* EXERCISE AIM *
Copy out word for word every line of the items below, beginning at the line that contains "Tag one spot per instance of the antenna" and continuing through the final line of the items.
** START OF DATA FOR PROCESSING **
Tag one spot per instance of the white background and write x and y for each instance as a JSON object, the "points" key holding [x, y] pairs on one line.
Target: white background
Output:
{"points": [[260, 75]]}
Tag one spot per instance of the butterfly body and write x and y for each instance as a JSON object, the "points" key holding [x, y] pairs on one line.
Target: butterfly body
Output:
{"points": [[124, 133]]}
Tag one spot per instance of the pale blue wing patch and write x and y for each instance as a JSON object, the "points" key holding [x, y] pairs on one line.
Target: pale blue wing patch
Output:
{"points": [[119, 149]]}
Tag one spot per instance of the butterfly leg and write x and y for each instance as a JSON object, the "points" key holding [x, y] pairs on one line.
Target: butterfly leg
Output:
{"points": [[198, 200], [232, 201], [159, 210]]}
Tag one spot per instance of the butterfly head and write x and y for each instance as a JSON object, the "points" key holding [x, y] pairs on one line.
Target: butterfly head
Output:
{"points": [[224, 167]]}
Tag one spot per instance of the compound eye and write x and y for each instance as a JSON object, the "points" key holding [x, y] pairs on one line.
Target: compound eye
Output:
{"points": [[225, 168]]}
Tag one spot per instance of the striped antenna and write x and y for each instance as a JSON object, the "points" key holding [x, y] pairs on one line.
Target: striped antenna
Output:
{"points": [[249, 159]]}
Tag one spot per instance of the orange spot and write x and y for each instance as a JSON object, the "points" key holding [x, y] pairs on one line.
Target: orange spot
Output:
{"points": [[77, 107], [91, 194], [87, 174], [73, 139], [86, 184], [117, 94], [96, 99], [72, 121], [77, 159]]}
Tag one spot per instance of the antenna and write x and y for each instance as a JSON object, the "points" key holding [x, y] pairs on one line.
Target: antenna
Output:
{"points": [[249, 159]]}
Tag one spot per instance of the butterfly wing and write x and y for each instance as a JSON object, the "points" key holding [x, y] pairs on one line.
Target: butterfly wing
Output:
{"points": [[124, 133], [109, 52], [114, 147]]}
** END OF DATA FOR PROCESSING **
* WRITTEN RESPONSE *
Tag one spot per instance of the antenna and write x and y for each instance as a JSON object, the "points" key holding [x, y] pairs on one line.
Target: antenna
Output:
{"points": [[249, 159]]}
Tag one spot per instance of the butterfly wing and write x and y for each instance as a JSON object, the "points" key holding [x, y] pairs on one line.
Target: butterfly wing
Output:
{"points": [[124, 133], [109, 52], [114, 147]]}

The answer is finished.